Recorded data:
# # # # #

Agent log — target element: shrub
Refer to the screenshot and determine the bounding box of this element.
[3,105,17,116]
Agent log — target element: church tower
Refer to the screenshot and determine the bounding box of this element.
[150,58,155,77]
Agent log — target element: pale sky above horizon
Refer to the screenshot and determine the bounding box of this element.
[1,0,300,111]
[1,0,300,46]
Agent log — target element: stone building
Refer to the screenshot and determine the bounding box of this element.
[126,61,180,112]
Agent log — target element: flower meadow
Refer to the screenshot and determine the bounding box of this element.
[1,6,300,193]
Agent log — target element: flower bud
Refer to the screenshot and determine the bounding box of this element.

# # # # #

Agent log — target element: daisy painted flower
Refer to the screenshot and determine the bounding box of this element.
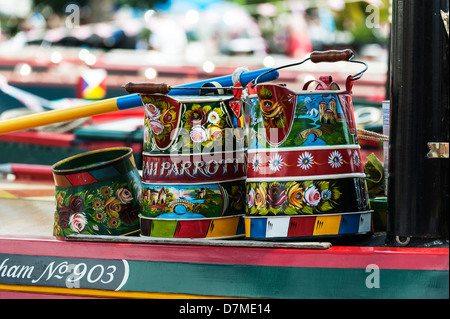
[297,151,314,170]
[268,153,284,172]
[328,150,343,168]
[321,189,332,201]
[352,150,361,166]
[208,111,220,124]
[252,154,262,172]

# # # # #

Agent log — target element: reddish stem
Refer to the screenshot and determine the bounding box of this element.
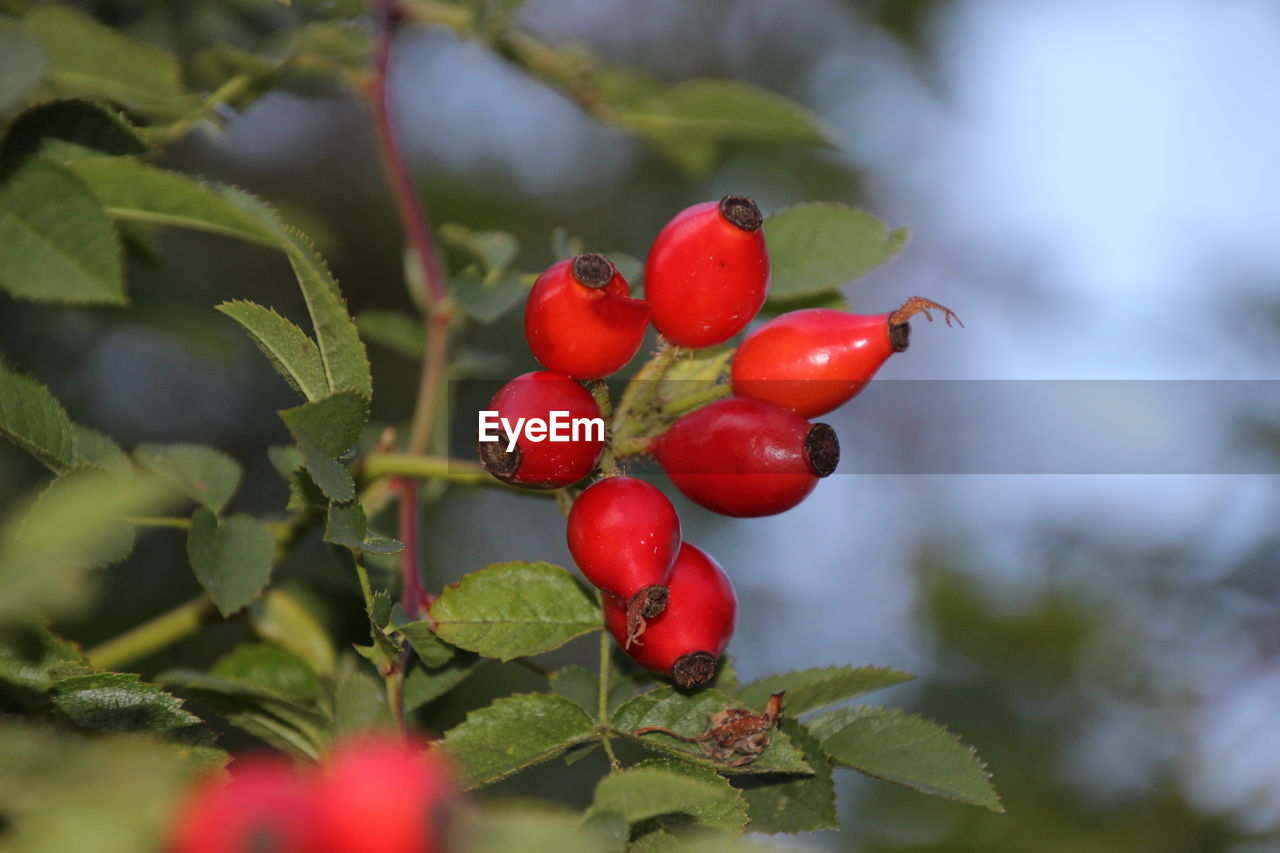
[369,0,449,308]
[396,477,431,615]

# # # # #

Work request: Retype only the stretch of lines above starting at the one with "Agent log — target element: shrub" and stopping at the one with "Agent log — target element: pale", exactly as written, with both kept.

Reply to the task:
Agent log — target element: shrub
Refer to the screenshot and determine the bounding box of this element.
[3,105,17,116]
Agent log — target element: church tower
Refer to the screenshot and determine the bounding box of this element.
[150,58,155,77]
Agent log — target element: pale sky above horizon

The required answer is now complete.